- Textauszug -
☆ ☆ ☆ ☆ ☆
Vor 100 Jahren geboren

US-Präsident John F. Kennedy und sein Rendezvous mit dem Schicksal

Der amerikanische Präsident John F. Kennedy gibt am 22.10.1962 in Washington in einer Fernsehansprache an die Nation die Blockade Kubas bekannt.
Der amerikanische Präsident John F. Kennedy gibt am 22.10.1962 in Washington in einer Fernsehansprache an die Nation die Blockade Kubas bekannt. © epa afp
Von Bert-Oliver Manig · 29.05.2017
Als jüngster jemals gewählter US-Präsident verkörperte John Fitzgerald Kennedy mit seinem strahlenden Charisma für viele Zeitgenossen den Aufbruch in eine hellere Zukunft. Doch hinter dem Mythos JFK verbarg sich ein von Todeserfahrungen geprägter Charakter. Innen- wie außenpolitisch setzte er wegweisende Akzente. Heute vor 100 Jahren wurde Kennedy geboren.
"You, John Fitzgerald Kennedy do solemnly swear..."
☆ ☆ ☆ ☆ ☆
- Die Aufgaben -
1. Wann und wie gab John F. Kennedy laut dem Textauszug die Blockade Kubas bekannt?
2. Stimmen die folgenden Aussagen mit dem Textauszug über Kennedy überein? Antworte jeweils mit Ja oder Nein und belege mit dem genauen Wortlaut.
(a) Kennedy war der jüngste jemals gewählte US-Präsident.
(b) Kennedy setzte ausschließlich in der Innenpolitik wegweisende Akzente.
(c) Kennedy wurde vor 50 Jahren geboren.
Die Einträge sind eigenständiges Material und gehören nicht zum Textauszug.

- Datenauszüge -
☆ ☆ ☆ ☆ ☆
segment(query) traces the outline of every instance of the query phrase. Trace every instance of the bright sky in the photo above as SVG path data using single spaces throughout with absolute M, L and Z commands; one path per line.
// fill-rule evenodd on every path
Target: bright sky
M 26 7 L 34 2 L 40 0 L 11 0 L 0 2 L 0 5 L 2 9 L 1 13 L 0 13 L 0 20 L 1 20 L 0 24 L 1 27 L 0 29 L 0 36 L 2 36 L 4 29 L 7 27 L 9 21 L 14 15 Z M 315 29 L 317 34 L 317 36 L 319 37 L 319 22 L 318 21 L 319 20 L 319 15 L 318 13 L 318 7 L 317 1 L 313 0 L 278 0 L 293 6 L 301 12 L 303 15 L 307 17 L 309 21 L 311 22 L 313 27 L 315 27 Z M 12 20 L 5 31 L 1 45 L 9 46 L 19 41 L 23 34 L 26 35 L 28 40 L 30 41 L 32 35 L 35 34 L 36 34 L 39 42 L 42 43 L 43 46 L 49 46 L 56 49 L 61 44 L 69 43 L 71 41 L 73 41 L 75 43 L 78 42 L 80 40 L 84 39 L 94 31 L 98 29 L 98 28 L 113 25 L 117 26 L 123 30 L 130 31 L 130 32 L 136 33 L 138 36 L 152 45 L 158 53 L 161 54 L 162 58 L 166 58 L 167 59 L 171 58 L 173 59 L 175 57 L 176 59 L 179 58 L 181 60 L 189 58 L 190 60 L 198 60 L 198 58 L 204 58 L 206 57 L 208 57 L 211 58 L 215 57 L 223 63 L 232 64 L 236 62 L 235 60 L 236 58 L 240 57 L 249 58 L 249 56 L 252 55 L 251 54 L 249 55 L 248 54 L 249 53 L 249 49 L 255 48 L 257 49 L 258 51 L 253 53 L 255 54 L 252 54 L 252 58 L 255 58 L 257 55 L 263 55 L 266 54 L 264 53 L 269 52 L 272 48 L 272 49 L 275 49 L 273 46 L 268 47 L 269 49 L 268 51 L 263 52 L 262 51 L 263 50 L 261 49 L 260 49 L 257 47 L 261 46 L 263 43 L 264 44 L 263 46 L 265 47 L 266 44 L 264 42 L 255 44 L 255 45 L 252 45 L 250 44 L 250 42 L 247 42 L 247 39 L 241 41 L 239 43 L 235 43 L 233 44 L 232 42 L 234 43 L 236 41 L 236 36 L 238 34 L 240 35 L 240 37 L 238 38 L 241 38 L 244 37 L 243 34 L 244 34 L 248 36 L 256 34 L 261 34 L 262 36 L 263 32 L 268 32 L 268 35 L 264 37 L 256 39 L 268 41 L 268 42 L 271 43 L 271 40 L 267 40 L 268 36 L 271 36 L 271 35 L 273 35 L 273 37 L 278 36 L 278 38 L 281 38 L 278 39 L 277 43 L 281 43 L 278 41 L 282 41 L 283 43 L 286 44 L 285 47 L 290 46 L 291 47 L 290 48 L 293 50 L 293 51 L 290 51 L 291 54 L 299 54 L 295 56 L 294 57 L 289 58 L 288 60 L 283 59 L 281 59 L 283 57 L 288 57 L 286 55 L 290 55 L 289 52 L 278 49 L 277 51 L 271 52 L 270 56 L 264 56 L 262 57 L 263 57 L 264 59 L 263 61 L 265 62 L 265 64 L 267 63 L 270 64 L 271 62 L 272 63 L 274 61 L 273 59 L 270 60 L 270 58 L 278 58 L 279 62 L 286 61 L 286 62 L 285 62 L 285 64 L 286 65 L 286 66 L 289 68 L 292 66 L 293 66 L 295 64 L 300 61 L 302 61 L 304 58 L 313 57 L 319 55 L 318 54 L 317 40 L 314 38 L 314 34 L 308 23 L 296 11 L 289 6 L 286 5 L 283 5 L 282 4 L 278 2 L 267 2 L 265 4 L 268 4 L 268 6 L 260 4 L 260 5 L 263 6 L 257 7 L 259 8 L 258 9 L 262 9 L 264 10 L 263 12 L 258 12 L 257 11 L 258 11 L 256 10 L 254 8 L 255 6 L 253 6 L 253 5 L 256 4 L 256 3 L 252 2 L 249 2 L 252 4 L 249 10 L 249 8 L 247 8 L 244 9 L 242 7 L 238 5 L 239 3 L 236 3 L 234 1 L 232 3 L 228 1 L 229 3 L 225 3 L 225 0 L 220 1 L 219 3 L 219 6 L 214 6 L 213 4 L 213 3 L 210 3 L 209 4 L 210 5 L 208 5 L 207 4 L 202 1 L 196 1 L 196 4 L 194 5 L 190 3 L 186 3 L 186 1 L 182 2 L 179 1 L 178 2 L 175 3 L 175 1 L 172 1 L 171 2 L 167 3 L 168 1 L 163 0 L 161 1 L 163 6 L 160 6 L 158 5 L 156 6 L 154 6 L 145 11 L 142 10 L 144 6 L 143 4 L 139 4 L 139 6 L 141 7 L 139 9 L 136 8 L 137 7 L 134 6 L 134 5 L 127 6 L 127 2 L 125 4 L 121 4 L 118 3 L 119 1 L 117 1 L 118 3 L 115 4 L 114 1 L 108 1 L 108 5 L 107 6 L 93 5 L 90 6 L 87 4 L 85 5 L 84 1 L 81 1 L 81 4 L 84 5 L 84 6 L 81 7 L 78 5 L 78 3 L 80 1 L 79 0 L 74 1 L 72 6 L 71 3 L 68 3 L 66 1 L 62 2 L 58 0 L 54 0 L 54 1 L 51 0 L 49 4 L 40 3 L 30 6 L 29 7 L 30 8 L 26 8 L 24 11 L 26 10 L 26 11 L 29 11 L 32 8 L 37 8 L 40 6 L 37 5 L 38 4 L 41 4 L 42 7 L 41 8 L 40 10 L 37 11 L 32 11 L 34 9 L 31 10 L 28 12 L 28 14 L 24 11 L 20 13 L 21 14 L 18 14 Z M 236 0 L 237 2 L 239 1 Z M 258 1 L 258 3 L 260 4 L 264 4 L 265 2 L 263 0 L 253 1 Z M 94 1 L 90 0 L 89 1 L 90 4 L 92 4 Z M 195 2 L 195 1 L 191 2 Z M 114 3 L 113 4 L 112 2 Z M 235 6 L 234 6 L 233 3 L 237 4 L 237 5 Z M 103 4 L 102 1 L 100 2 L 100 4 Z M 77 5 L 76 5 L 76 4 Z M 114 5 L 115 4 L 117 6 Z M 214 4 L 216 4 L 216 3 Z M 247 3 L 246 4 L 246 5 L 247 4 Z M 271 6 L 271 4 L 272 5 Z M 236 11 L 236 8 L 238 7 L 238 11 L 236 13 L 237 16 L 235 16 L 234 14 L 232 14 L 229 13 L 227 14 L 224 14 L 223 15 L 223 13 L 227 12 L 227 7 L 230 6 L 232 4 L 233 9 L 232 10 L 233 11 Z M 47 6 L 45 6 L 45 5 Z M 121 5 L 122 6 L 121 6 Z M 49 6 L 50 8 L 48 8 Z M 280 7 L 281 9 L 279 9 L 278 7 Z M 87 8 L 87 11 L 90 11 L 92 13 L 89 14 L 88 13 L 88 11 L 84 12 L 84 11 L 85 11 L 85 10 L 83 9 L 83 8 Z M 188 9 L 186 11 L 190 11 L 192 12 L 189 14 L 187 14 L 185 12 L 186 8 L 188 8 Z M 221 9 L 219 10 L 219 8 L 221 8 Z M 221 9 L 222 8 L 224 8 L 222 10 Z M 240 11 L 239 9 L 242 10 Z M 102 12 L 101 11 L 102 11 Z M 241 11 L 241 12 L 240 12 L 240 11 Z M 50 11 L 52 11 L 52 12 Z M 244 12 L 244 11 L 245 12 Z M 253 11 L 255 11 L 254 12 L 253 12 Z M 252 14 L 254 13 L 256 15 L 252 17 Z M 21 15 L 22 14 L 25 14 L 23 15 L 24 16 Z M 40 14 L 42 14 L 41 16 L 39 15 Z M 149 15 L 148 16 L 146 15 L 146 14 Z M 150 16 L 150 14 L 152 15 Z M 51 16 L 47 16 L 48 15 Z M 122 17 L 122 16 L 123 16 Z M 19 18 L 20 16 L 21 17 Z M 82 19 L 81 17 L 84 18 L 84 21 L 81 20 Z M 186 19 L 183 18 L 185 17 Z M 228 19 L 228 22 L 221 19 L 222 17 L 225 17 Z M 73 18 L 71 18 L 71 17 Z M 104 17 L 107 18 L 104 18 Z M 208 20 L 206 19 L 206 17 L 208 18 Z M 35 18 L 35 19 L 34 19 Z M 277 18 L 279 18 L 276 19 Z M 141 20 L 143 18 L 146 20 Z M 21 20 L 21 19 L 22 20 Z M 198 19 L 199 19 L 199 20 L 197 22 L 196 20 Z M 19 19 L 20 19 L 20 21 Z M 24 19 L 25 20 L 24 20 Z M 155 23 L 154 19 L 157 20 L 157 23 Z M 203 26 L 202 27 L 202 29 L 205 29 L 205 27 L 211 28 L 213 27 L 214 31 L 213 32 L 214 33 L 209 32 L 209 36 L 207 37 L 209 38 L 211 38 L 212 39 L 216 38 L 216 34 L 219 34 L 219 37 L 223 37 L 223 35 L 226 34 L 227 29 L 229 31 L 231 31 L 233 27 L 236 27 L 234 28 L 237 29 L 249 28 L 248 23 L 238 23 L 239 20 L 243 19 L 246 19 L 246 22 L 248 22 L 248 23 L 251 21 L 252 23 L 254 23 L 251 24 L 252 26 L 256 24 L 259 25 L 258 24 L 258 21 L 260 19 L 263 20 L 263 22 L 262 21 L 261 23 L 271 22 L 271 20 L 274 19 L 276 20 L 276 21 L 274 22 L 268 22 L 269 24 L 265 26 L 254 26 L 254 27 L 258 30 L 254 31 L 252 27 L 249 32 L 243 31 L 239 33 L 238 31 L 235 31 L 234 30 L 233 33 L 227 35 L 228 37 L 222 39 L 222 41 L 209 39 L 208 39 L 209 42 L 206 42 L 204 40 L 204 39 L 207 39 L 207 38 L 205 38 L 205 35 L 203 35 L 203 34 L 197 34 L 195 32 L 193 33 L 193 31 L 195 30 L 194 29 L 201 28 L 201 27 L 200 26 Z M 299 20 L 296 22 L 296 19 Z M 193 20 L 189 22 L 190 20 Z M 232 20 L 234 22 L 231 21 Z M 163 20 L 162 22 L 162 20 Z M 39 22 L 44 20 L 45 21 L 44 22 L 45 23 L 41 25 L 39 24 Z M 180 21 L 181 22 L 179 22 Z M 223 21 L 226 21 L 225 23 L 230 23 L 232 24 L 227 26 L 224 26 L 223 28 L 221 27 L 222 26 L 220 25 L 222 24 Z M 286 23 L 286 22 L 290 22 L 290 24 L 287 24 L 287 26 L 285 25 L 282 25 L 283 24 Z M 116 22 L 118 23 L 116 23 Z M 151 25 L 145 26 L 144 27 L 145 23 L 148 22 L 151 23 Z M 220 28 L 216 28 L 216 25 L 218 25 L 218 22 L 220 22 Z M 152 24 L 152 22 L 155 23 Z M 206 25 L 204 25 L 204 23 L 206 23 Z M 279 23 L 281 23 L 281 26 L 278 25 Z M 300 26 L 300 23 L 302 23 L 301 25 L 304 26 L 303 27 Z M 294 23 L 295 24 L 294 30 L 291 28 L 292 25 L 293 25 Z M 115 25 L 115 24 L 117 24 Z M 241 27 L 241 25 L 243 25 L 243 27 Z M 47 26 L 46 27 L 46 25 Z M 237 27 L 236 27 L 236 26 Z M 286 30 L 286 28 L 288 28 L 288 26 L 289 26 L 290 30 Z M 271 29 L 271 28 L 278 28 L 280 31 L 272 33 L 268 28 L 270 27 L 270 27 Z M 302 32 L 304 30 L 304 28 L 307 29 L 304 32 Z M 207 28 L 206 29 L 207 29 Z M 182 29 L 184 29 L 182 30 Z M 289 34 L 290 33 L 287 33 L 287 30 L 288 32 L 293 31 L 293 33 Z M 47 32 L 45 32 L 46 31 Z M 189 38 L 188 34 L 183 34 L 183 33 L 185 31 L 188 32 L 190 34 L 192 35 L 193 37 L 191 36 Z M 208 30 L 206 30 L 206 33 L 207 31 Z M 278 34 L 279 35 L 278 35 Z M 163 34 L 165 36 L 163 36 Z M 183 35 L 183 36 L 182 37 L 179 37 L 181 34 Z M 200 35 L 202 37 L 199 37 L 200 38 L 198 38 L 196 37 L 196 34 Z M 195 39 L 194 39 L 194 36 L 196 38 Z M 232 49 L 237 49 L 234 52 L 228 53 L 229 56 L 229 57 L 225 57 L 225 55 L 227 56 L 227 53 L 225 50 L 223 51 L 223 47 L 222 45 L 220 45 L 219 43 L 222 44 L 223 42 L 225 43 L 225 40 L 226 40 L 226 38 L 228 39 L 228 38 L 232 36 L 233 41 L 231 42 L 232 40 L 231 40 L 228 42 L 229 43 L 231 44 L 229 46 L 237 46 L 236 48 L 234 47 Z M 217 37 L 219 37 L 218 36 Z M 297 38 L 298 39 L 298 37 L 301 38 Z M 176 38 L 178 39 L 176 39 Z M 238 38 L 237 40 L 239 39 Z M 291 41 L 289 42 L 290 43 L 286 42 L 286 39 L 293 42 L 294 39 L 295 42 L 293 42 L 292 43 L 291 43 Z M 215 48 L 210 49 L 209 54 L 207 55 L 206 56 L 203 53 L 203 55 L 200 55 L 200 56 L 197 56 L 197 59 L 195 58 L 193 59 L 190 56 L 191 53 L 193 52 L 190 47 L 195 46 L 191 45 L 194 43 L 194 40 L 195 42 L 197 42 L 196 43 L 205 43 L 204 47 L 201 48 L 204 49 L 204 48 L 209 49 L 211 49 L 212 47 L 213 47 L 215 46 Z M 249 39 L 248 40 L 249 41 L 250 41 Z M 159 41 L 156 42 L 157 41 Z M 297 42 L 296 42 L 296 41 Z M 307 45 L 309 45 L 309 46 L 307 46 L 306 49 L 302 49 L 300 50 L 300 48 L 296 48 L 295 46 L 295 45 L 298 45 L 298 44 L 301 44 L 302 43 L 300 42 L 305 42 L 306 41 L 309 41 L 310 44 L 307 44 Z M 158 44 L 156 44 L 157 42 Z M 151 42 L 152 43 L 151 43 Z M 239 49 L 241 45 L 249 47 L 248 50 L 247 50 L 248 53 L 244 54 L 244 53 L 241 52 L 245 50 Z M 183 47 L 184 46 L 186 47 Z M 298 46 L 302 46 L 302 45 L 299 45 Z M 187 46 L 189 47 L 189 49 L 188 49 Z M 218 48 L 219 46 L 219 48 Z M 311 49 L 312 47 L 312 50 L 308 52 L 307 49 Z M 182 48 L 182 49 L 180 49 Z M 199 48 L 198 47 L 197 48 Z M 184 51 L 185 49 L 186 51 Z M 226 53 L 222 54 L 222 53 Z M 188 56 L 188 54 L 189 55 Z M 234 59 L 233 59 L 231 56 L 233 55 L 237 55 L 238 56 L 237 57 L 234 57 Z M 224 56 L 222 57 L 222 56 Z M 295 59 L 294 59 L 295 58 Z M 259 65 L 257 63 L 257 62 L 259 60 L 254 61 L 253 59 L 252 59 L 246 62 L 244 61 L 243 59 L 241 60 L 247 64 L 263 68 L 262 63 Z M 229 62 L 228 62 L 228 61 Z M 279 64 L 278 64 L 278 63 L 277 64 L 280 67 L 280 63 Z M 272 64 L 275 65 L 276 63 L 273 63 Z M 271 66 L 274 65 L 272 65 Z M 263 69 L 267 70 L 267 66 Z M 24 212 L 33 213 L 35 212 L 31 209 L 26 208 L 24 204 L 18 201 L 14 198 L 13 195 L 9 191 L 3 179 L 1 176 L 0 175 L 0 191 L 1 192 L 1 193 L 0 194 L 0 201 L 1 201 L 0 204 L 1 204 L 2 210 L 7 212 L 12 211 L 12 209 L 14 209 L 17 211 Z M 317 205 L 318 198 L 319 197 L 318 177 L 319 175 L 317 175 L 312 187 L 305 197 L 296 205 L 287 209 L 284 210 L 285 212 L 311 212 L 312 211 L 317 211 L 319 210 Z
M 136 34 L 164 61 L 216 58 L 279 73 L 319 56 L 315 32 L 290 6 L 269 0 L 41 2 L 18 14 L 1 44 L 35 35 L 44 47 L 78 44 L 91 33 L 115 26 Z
☆ ☆ ☆ ☆ ☆
- Lösungen -
1. Am 22.10.1962 in Washington, in einer Fernsehansprache an die Nation.

2.
(a) Ja: „Als jüngster jemals gewählter US-Präsident“
(b) Nein: „Innen- wie außenpolitisch setzte er wegweisende Akzente.“
(c) Nein: „Heute vor 100 Jahren wurde Kennedy geboren.“